Working data>
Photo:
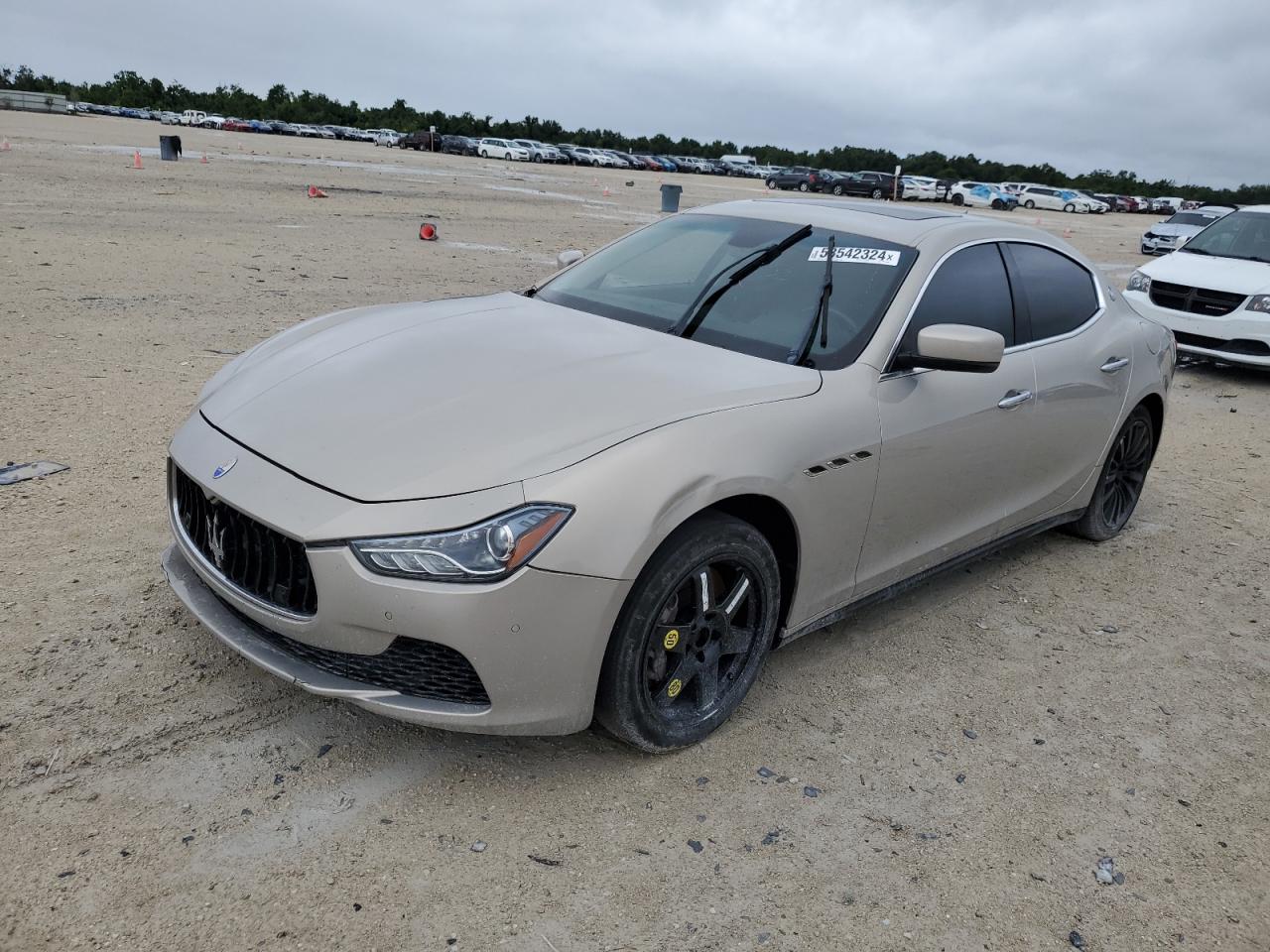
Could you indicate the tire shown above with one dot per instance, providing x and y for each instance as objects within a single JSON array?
[
  {"x": 1120, "y": 480},
  {"x": 656, "y": 692}
]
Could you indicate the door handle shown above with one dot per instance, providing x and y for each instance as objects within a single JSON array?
[
  {"x": 1014, "y": 399},
  {"x": 1115, "y": 363}
]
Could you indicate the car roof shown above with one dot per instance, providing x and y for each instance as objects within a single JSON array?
[{"x": 889, "y": 221}]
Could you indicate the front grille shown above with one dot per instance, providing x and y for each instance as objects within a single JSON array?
[
  {"x": 249, "y": 555},
  {"x": 1180, "y": 298},
  {"x": 1251, "y": 348},
  {"x": 412, "y": 666}
]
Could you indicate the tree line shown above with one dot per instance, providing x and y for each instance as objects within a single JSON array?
[{"x": 128, "y": 89}]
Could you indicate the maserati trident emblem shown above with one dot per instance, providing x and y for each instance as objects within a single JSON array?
[{"x": 216, "y": 538}]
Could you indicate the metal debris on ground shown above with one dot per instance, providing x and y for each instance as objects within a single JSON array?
[{"x": 18, "y": 472}]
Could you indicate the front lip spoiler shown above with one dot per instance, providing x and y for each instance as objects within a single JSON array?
[{"x": 216, "y": 617}]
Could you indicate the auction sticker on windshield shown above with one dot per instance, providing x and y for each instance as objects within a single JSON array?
[{"x": 858, "y": 255}]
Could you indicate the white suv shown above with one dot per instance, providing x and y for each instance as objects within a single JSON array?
[
  {"x": 1213, "y": 293},
  {"x": 502, "y": 149},
  {"x": 1058, "y": 199}
]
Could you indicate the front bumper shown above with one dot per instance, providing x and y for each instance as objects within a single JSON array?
[
  {"x": 536, "y": 644},
  {"x": 1239, "y": 336},
  {"x": 535, "y": 640}
]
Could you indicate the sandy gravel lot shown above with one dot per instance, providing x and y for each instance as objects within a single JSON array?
[{"x": 159, "y": 793}]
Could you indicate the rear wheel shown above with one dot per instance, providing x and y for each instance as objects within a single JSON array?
[
  {"x": 1120, "y": 481},
  {"x": 693, "y": 636}
]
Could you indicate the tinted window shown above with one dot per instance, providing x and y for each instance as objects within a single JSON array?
[
  {"x": 970, "y": 287},
  {"x": 1060, "y": 293}
]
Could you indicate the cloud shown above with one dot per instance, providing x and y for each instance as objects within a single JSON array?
[{"x": 1166, "y": 90}]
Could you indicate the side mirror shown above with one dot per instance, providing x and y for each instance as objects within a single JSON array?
[{"x": 955, "y": 347}]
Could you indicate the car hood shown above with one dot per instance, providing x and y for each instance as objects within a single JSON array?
[
  {"x": 1230, "y": 275},
  {"x": 422, "y": 400}
]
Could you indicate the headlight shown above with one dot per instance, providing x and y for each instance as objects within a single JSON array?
[{"x": 483, "y": 552}]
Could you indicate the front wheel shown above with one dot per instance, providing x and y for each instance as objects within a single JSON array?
[
  {"x": 693, "y": 636},
  {"x": 1120, "y": 481}
]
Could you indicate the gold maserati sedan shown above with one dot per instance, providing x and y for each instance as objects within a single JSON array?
[{"x": 608, "y": 497}]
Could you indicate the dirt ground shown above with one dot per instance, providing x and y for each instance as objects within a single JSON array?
[{"x": 974, "y": 747}]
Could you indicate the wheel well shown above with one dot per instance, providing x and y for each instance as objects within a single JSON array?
[
  {"x": 1156, "y": 408},
  {"x": 774, "y": 521}
]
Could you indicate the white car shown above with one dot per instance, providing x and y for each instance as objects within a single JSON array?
[
  {"x": 1176, "y": 231},
  {"x": 921, "y": 188},
  {"x": 980, "y": 194},
  {"x": 1058, "y": 199},
  {"x": 502, "y": 149},
  {"x": 539, "y": 151},
  {"x": 1214, "y": 293}
]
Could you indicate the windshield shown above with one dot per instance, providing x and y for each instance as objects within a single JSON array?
[
  {"x": 652, "y": 278},
  {"x": 1245, "y": 235},
  {"x": 1193, "y": 218}
]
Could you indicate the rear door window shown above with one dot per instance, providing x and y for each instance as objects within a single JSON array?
[
  {"x": 1060, "y": 294},
  {"x": 970, "y": 287}
]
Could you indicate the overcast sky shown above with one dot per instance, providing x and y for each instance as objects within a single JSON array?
[{"x": 1170, "y": 87}]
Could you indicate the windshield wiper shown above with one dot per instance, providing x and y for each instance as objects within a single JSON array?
[
  {"x": 821, "y": 320},
  {"x": 698, "y": 311}
]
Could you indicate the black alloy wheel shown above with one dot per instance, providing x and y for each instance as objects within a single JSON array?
[
  {"x": 1120, "y": 483},
  {"x": 693, "y": 636}
]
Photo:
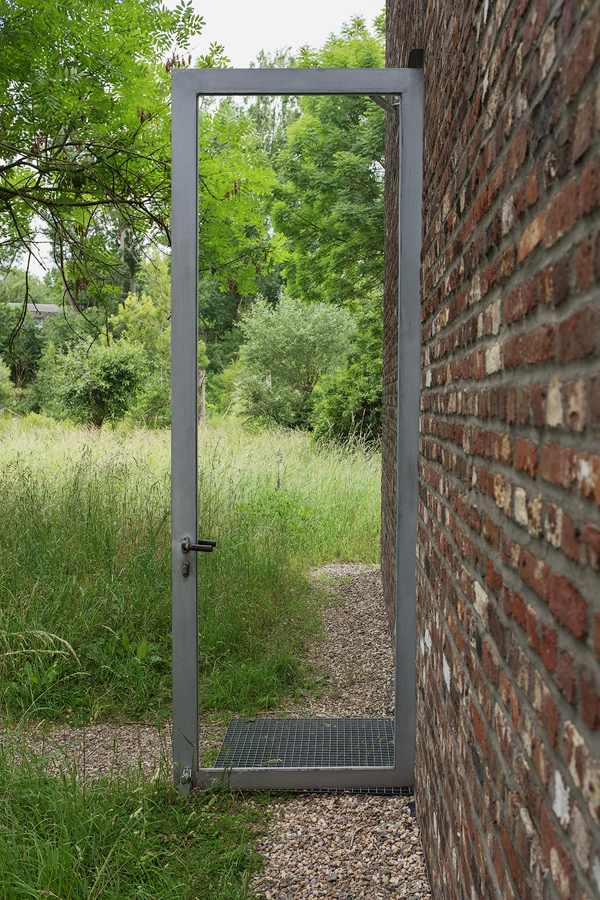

Written exercise> Extract every line of the records above word for word, omitting the pictures.

Task answer>
Photo:
Could you indicate the tire shown above with one dot per instance, providing x and y for each instance as objects within a single JSON array?
[
  {"x": 1120, "y": 480},
  {"x": 656, "y": 692}
]
Could you indicate the door handle shown above with one dot per instance, providing x and y for each instance as objects within a single JSON array?
[
  {"x": 1014, "y": 399},
  {"x": 1115, "y": 363}
]
Could you indicate the car roof shown above with one dot per instance, providing x and y for each instance as objects within a single JSON array?
[{"x": 889, "y": 221}]
Could you indicate the front grille shown above with one dot per instance, providing x and y for each instance as objects within a single JSON array?
[
  {"x": 249, "y": 555},
  {"x": 1180, "y": 298},
  {"x": 1251, "y": 348},
  {"x": 412, "y": 666}
]
Could you indicate the tree line shown above with one dot per instance, providing x and y for each instance as objects within a single JSON array?
[{"x": 128, "y": 89}]
Could you indicate the maserati trident emblem shown above with one dot per instance, providing x and y for each instance as objects within a single JSON array?
[{"x": 216, "y": 538}]
Could you indicate the metal debris on ground shown above with one dot per instance, providing x and y for each instance as objects within a single JSON array?
[{"x": 18, "y": 472}]
Could you indicate the front lip spoiler shown above with one dot per instance, providing x and y for each instance as objects within a single JSON array?
[{"x": 216, "y": 617}]
Could you indicate the auction sticker on windshield shown above with one dot per instance, providing x and y for each instance as objects within a single JSON array?
[{"x": 858, "y": 255}]
Could you indicate the white suv shown above with one dot per instance, providing x and y for each instance as objects within a single JSON array?
[
  {"x": 1213, "y": 293},
  {"x": 502, "y": 149},
  {"x": 1058, "y": 199}
]
Could you indicate the front bumper shown above with one dot per instance, providing x and y for each instance as objects within a single JSON array?
[
  {"x": 536, "y": 644},
  {"x": 1239, "y": 336},
  {"x": 535, "y": 640}
]
Could you indicate the sandy gravel lot shown above with one dot per instance, providing x and y for each instance as objects within a single JSON array?
[{"x": 159, "y": 793}]
Could you indicate the rear wheel shown above with one dot per instance, providing x and y for each instance as objects within a single JSON array?
[
  {"x": 1120, "y": 481},
  {"x": 693, "y": 636}
]
Could you indicate the tinted window shown above with one dot per instance, providing x and y for each instance as objects within a single JSON array?
[
  {"x": 970, "y": 287},
  {"x": 1060, "y": 293}
]
Could you indicate the cloud shown above with one dot per instance, providing x and y for each instance as objects within a single JSON array?
[{"x": 1166, "y": 90}]
Could you indicate the side mirror shown above with one dot per instance, providing x and y for each instance as objects within a single JSON array?
[{"x": 955, "y": 347}]
Could you indicate the car hood shown above with one dot per instance, providing x and y for each instance as objects within a single JSON array?
[
  {"x": 1230, "y": 275},
  {"x": 422, "y": 400}
]
Could you indicate the headlight shown above with one dot per instance, providing x and y for each instance as objects within a single JSON array?
[{"x": 483, "y": 552}]
Could you indicate the front wheel shown above with one dot per instance, providing x and y for each instance as objects within a single JSON array?
[
  {"x": 693, "y": 636},
  {"x": 1120, "y": 481}
]
Could you indicate the gold maserati sedan shown above with one dot per instance, providing x and y for each instance as objects within a single JSON array?
[{"x": 608, "y": 497}]
Could you indicate the dirt ground shown above with one dot per instance, providing x and y for each instance as objects within a single JSON array?
[{"x": 974, "y": 747}]
Could you indicate the wheel well shown above with one dot per instance, providing x and y for each instance as objects within a single JSON array?
[
  {"x": 1156, "y": 408},
  {"x": 774, "y": 521}
]
Could you indicate the white car shown above with one dot per instance, providing x and y for each instance as objects within a single JSON array?
[
  {"x": 1176, "y": 231},
  {"x": 921, "y": 188},
  {"x": 980, "y": 194},
  {"x": 1058, "y": 199},
  {"x": 502, "y": 149},
  {"x": 539, "y": 151},
  {"x": 1214, "y": 293}
]
Could you indicate the windshield shown above with one dot per instance, providing x and y for each instance as objects within a single JSON array?
[
  {"x": 652, "y": 278},
  {"x": 1245, "y": 235},
  {"x": 1193, "y": 218}
]
Could you indicate the rear door window shown above with one dot per instance, providing x and y for each instance as objects within a single JSON array?
[
  {"x": 1060, "y": 294},
  {"x": 970, "y": 287}
]
Could you indicate the overcast sky shown above with one dot per instance, providing x and y for each instance as objects within a single JSON array?
[{"x": 1170, "y": 87}]
Could you indicate the windshield wiper shown above with one dot per instance, providing x and y for each instance as objects within a single JSON array?
[
  {"x": 821, "y": 320},
  {"x": 698, "y": 311}
]
Could you indicate the black alloy wheel shown above with one dot per instance, providing x and y for each instance as objects within a single JSON array?
[
  {"x": 1120, "y": 483},
  {"x": 693, "y": 636}
]
Photo:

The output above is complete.